_Records shown:_
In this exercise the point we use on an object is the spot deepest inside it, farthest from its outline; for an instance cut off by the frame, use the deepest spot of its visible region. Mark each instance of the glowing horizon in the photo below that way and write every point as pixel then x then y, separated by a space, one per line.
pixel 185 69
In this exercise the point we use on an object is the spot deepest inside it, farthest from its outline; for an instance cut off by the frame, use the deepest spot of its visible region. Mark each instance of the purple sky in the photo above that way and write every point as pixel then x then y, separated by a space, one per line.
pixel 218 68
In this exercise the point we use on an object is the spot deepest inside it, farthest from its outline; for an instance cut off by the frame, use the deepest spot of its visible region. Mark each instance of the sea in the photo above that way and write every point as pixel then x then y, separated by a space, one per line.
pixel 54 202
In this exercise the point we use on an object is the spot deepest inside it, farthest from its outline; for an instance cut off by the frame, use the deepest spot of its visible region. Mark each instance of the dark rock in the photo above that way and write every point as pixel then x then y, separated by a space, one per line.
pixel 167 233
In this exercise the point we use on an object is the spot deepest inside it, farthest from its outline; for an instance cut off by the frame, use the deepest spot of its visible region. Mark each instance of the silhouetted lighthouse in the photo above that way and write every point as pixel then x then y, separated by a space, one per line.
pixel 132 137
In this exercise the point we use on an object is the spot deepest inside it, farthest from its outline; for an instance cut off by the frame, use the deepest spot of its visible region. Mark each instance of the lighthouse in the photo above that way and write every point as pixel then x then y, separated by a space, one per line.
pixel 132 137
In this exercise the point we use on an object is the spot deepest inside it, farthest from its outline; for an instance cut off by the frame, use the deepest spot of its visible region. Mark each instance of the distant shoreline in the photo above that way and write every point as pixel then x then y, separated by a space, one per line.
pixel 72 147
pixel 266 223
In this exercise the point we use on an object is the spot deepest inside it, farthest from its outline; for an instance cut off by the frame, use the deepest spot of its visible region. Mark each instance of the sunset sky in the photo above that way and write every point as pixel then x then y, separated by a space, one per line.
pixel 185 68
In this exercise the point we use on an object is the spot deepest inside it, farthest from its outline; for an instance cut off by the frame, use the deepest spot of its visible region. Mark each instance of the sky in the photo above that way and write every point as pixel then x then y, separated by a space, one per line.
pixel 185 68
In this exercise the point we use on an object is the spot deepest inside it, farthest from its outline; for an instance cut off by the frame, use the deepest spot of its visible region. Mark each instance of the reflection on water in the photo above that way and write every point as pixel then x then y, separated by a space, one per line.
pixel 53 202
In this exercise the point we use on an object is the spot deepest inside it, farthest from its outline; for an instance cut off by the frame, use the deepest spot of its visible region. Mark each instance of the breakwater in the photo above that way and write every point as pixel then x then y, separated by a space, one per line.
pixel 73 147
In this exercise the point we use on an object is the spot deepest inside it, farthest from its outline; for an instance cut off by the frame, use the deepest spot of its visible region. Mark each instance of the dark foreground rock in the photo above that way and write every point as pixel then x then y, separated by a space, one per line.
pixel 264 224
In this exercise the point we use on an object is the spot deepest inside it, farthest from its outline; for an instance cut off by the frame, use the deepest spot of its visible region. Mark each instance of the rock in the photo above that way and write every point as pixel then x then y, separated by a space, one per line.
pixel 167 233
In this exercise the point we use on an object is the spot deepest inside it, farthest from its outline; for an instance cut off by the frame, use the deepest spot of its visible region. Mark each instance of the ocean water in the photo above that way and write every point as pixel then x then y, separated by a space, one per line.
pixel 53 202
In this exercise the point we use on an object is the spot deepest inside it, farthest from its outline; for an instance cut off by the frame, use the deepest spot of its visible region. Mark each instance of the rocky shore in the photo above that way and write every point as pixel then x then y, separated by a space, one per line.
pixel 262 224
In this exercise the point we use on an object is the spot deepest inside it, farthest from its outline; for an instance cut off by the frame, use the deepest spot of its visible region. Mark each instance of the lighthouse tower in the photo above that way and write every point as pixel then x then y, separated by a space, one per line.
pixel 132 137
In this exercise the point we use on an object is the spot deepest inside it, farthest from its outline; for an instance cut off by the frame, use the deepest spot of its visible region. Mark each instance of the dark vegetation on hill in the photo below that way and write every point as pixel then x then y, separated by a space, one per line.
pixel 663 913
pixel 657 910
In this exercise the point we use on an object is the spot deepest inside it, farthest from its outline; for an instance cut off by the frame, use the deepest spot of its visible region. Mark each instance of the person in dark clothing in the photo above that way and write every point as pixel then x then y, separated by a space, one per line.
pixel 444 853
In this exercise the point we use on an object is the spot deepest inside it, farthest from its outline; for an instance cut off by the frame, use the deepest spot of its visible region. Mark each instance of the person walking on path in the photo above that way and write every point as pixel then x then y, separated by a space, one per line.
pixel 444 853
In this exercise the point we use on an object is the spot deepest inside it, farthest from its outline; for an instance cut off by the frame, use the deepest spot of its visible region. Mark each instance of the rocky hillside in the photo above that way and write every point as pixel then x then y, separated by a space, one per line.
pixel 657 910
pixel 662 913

_What you have to do:_ Rewrite all of the material above, changing "visible region" to "visible portion" wherever it occurs and leaving everything else untouched.

_Problem solution:_
In this exercise the point we use on an object is the spot deepest inside it, farthest from its outline; for an instance cut off by the frame, use the deepest spot of its visible portion. Mark each instance of the glowing horizon in the photo below that way and write every point as pixel then x then y, separated by a space, one per line.
pixel 185 69
In this exercise the point we use on an object is the spot deepest inside it, farthest from its outline; for an instance cut off by the frame, use the deepest spot of its visible portion. Mark each instance of the purple sky in the photo above that way and write every point as pixel then x then y, separated by a space, one per line.
pixel 218 68
In this exercise the point we use on an object is the spot deepest inside it, farthest from its outline; for an instance cut off by the frame, use the deepest spot of its visible portion. Mark each instance of the sea in the photo above that way and write every point as pixel then x then y, separated by a space, one per line.
pixel 54 202
In this exercise the point we use on an object is the spot deepest inside it, farthest from its outline; for an instance cut off by the frame, use the deepest spot of its visible portion. Mark each instance of the dark rock in the photo above that way and write every point as pixel then x then y, separated by a space, one per line.
pixel 167 233
In this exercise the point we use on an object is the spot deepest inside it, farthest from its outline; for an instance cut off by the frame, use the deepest spot of its visible portion. Mark each instance of the silhouetted lighthouse in the photo above that way and write every point as pixel then x then y, separated by a space, one per line.
pixel 132 137
In this exercise the point we use on an object is the spot deepest inside it, farthest from its outline; for an instance cut off by the frame, use the deepest spot of its visible portion. Mark each instance of the lighthouse in the photo above that way and write every point as pixel then x then y, separated by a space, one per line.
pixel 132 137
In this exercise the point we use on an object is the spot deepest inside it, farthest from its outline; for an instance cut off by the frame, use the deepest spot of its visible portion. Mark each instance of the distant shoreline in the photo above that way and write every point as pixel then x then y, separated by a space, one per line.
pixel 72 147
pixel 266 223
In this exercise the point we use on an object is the spot deepest inside it, farthest from its outline; for an instance cut off by the frame, use the deepest spot of its visible portion. Mark each instance of the sunset sky in the photo above that way and write every point as pixel then x then y, separated by a space, one per line.
pixel 185 68
In this exercise the point we use on an object is the spot deepest inside it, farthest from its outline; for an instance cut off by the frame, use the deepest spot of its visible portion. Mark each instance of the sky in the photo above that way and write every point as pixel then x then y, separated by a space, one per line.
pixel 185 68
In this exercise the point we use on an object is the spot deepest inside it, farthest from its outline; for an instance cut off by the frame, use the deepest spot of its visible portion. Mark each instance of the reflection on water in the photo above that way and write every point as pixel then x then y, separated by a space, one per line.
pixel 53 202
In this exercise the point we use on an object is the spot deepest inside it, farthest from its outline; for an instance cut off by the frame, use the deepest spot of its visible portion. Mark each instance of the breakwater in the photo above that way and write every point as pixel then x then y, separated by a space, one per line.
pixel 73 147
In this exercise the point we use on an object is the spot deepest inside it, farthest from its outline; for an instance cut off by the frame, use the deepest spot of its visible portion. Mark each instance of the dark foreground rock in the photo above that way and write every point as pixel then x then y, separated by a space, one per line.
pixel 264 224
In this exercise the point we use on an object is the spot deepest inside it, farthest from its outline; for an instance cut off by the frame, use the deepest spot of its visible portion. Mark each instance of the rock in the photo above that way and write every point as pixel then x then y, separated by a space, one per line.
pixel 167 233
In this exercise the point we use on an object is the spot deepest inside it, farthest from its outline; for an instance cut off by the frame, use the deepest spot of its visible portion. Mark each instance of the ocean water in the photo above that way and write every point as pixel then x then y, separated by a space, one per line.
pixel 53 202
In this exercise the point we use on an object is the spot deepest inside it, farthest from its outline; for an instance cut off by the frame, use the deepest spot of its visible portion. Mark each instance of the rocky shore in the photo above that way and write every point as pixel then x then y, separated by a space, one per line.
pixel 262 224
In this exercise the point we use on an object is the spot deepest inside it, farthest from its outline; for an instance cut off by the frame, use the deepest spot of its visible portion. Mark each instance of the lighthouse tower in the photo above that way and write every point as pixel then x then y, separated by a space, one per line.
pixel 132 137
In this exercise the point we use on an object is the spot deepest inside it, farthest from its outline; for an instance cut off by the frame, use the deepest spot of its visible portion. Mark each instance of the dark vegetation on hill in the photo below that way and write every point as pixel then x then y, separated by a space, one per line.
pixel 663 913
pixel 657 910
In this exercise the point we use on an object is the spot deepest inside it, farthest from its outline; for an instance cut off by the frame, use the deepest spot of its visible portion. Mark each instance of the person in dark clothing in the photo above that way and write every point as pixel then x then y, separated by a space, one per line.
pixel 444 853
In this exercise the point we use on an object is the spot deepest inside it, farthest from its outline; for an instance cut off by the frame, use the deepest spot of its visible portion. Mark each instance of the person walking on path in the photo above that way and write every point as pixel then x then y, separated by a space, one per line.
pixel 444 853
In this exercise the point we use on an object is the spot deepest inside it, farthest from its outline; for an instance cut off by the frame, use the deepest spot of its visible portion. Mark each instance of the rocky hillside in the photo above that way and write every point as pixel then x then y, separated by a space, one per line.
pixel 657 910
pixel 662 913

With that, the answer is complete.